Aim of the exercise ::
Locate the line containing "request: trace the outline of every instance of the side", then please write out that line and all the lines below it in the entries exactly.

Extracted records ::

━━━━━━━━━━━━━━━━

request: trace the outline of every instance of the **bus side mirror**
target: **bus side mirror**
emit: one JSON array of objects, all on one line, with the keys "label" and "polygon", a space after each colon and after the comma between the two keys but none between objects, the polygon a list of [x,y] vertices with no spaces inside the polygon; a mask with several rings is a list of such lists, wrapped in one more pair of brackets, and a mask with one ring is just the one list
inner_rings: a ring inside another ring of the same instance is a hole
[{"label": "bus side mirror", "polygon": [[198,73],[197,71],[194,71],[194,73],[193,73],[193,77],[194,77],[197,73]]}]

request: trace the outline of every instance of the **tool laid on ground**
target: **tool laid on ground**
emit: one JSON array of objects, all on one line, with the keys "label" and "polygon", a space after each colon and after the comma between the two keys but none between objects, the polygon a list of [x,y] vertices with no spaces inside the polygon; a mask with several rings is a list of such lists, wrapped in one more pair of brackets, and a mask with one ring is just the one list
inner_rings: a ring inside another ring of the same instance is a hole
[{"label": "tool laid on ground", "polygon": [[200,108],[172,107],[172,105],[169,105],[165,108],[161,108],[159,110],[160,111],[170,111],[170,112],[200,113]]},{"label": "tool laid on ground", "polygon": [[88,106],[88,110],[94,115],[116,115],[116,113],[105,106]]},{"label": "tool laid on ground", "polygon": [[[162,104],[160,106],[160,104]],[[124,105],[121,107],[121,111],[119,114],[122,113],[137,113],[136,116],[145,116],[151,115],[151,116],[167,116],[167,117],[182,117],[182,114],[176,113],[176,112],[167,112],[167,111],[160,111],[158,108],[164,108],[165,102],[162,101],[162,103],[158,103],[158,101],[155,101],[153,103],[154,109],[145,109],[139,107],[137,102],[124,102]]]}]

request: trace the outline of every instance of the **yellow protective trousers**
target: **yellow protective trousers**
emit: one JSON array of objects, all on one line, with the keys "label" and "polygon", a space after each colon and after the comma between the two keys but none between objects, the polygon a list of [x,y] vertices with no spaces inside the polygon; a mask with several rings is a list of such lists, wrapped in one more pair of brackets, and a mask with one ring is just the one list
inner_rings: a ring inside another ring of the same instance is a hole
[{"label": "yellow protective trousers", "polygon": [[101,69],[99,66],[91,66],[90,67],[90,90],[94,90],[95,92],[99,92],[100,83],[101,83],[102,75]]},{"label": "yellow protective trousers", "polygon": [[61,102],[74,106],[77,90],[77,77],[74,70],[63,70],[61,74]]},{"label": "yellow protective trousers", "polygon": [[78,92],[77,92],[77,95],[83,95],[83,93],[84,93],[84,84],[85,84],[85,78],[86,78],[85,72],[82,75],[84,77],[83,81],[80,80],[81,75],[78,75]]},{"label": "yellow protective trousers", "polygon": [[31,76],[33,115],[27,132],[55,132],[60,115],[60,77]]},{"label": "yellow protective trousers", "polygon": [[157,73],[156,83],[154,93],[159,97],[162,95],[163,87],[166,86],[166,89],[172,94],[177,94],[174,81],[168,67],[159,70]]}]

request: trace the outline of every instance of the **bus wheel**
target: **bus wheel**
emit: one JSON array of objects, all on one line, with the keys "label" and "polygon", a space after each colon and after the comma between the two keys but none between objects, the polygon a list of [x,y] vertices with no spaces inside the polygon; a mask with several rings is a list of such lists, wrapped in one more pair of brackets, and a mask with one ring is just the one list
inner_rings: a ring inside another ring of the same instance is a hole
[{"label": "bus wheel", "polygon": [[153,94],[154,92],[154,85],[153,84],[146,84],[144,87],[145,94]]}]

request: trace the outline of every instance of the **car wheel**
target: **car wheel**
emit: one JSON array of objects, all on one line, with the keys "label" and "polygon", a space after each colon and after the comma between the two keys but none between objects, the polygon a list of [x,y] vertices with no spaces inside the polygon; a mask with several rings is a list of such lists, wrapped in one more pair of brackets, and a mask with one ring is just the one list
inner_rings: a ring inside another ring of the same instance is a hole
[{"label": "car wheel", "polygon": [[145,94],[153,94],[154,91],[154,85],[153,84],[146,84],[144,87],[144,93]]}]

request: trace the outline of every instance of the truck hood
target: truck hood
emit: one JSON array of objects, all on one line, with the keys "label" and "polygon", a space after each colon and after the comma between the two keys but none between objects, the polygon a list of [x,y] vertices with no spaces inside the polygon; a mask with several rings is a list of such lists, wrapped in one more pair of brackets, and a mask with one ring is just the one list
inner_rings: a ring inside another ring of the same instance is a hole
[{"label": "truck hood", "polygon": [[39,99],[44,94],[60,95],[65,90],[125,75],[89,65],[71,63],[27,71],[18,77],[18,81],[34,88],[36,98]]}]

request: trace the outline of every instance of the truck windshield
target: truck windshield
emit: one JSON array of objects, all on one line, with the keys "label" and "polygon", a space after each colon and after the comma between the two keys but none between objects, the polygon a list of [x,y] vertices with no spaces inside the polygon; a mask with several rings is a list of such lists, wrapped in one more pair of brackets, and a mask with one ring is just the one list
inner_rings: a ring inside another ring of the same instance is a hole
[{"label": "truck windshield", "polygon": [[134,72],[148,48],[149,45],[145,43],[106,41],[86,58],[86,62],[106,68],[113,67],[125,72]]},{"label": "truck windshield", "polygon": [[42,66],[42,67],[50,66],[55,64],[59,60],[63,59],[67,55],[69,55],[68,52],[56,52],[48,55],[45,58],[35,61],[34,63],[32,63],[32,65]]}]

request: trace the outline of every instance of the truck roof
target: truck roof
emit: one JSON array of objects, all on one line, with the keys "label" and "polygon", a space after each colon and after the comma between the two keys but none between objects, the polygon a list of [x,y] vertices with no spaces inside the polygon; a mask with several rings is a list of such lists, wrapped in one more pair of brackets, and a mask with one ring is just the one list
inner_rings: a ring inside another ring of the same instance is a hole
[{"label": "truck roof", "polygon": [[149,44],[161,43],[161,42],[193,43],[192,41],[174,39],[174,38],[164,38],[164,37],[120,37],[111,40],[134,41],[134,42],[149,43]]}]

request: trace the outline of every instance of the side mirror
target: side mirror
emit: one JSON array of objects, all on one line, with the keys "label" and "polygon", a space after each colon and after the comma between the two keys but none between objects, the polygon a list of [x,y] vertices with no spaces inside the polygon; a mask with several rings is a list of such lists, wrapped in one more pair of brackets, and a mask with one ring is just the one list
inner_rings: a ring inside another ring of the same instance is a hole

━━━━━━━━━━━━━━━━

Worked solution ::
request: trace the outline of every instance of the side mirror
target: side mirror
emit: one JSON array of objects, all on one line, with the keys "label" and "polygon", a space after each colon and after the comma between the two keys but none between objects, the polygon a list of [x,y] vertices with no spaces inside the polygon; a mask with several rings is a list of such lists, wrapped in one more pair of brackets, and a mask with one ring is just the one list
inner_rings: a ring inside another ring of the same instance is a hole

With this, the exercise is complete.